» Objetivo
Reproduza fielmente a parte do trecho sobre a FTC compreendida entre "Sim, porque, ao" e "através de cheques.", ambos inclusive.

» Trecho fornecido
A situação era conhecida, todo mundo sabia, e ninguém fazia nada: sempre que algum professor da FTC era demitido, tinha que mover processo judicial para receber os valores devidos a título de FGTS.

Até aí, nada de anormal: a Justiça está aí pra isso, e dela se utilizar para receber parcela trabalhista não-paga é absolutamente corriqueiro.

O problema começa quando se nota que TODOS os funcionários da FTC, ao serem demitidos tinham que percorrer idêntico caminho, e isso desde 2006 (provavelmente até antes disso, mas a memória não me ajuda aqui).

Pergunta: como foi possível que, durante esse tempo todo, essa situação perdurasse sem que ninguém questionasse o que estaria acontecendo?

Sim, porque, ao que todo o resto indicava, a FTC seria uma instituição em franco crescimento: suas filiais recrutavam cada vez mais alunos, a publicidade da empresa era onipresente, os alunos costumavam adiantar os pagamentos semestrais através de cheques.

Porém, insistentemente, a instituição, apesar do estilo de vida de ostentação e luxo de alguns dos seus proprietários (muito se falou do apartamento luxuoso do Sr. Gervásio Oliveira, sócio da instituição), parecia sangrar de propósito.

Algo que era de conhecimento de todos era o fato de que, alguns anos atrás, a empresa começou a adotar a tática de não mais demitir seus funcionários – esperava que estes “caíssem de maduro”. Ou seja: não davam mais horários de aula para alguns professores, ou simplesmente comunicavam a demissão de forma informal, a fim de “cavarem” uma briga judicial que lhes permitissem prorrogar o pagamento das verbas rescisórias. Era comum o funcionário de RH dizer ao empregado demitido “isso só pagamos na justiça”, mesmo se tratando de verba corriqueira como aquela do FGTS.

Sendo a FTC uma empresa autorizada pelo Ministério da Educação, prestando, assim, serviço público (Educação), sempre foi estranha a grande mudança de personalidade jurídica. Primeiro, SOMESB. Depois, IMES. Tudo isso dificultava a execução das dívidas trabalhistas. Depois, engenhoso esquema financeiro foi montado para que o dinheiro que ingressava na faculdade (oriundo das mensalidades dos alunos) não fosse visto pela Justiça: a sua folha de pagamento foi, aparentemente, terceirizada! Ao invés do dinheiro entrar direto na conta da FTC, os valores pagos pelos alunos eram depositados na conta de uma empresa sediada em São Paulo, fora, portanto, do alcance das penhoras online da Justiça.

Nesse meio-tempo, as notícias de mandados de prisão contra o Sr. Gervásio Oliveira pipocaram nos noticiários, mas a omissão da grande imprensa, normalmente destinatária da publicidade ostensiva da FTC, causa espanto.

Para efeito de comparação, quando a FAINOR, de Vitória da Conquista, proporcionalmente bem menor do que a FTC, passou por problemas financeiros, a comoção social foi enorme, a ponto de que uma ampla negociação foi feita com professores que deixaram a instituição, sendo que, até onde se sabe, todos os acordos foram devidamente honrados. Por que só agora os professores da FTC entraram em greve? Por que não houve nenhuma comoção antes?

» Informações fornecidas

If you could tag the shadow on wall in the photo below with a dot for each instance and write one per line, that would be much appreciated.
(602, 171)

--

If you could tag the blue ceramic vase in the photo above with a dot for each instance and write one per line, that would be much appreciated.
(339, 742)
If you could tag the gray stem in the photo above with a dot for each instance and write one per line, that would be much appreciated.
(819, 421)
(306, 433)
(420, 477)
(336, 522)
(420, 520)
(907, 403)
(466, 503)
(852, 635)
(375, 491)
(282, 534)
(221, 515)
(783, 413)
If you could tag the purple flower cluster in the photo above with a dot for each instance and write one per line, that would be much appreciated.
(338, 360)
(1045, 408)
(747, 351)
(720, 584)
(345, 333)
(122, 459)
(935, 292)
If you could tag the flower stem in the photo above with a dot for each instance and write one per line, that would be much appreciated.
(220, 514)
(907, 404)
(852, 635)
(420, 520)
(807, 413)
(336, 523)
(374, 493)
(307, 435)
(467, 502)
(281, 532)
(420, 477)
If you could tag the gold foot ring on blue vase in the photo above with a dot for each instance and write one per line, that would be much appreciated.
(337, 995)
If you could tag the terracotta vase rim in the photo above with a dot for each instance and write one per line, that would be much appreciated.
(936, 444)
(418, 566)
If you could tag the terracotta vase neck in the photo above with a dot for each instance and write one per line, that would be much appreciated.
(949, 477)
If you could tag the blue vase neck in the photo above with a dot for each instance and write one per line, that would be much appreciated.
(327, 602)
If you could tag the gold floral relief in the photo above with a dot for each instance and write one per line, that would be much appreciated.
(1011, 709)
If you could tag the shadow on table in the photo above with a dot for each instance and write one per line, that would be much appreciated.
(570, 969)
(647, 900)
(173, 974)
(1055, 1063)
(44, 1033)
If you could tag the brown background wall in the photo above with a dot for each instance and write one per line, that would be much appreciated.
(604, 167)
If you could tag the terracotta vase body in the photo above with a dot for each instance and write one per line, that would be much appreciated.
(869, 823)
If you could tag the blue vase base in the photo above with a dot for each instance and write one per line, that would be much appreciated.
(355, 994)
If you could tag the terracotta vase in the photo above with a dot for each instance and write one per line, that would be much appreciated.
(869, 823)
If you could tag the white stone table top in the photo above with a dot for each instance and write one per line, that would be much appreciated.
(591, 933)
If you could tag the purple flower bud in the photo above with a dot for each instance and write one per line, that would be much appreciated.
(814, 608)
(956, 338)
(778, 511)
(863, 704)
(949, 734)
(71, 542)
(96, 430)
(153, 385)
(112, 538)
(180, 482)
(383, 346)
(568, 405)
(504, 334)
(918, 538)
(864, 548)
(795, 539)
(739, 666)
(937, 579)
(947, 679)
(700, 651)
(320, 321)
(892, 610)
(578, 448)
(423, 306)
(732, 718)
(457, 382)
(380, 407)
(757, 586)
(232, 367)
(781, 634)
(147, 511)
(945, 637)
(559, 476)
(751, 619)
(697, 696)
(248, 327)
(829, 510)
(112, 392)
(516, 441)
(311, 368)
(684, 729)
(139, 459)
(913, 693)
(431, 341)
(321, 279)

» Resposta do exercício
Sim, porque, ao que todo o resto indicava, a FTC seria uma instituição em franco crescimento: suas filiais recrutavam cada vez mais alunos, a publicidade da empresa era onipresente, os alunos costumavam adiantar os pagamentos semestrais através de cheques.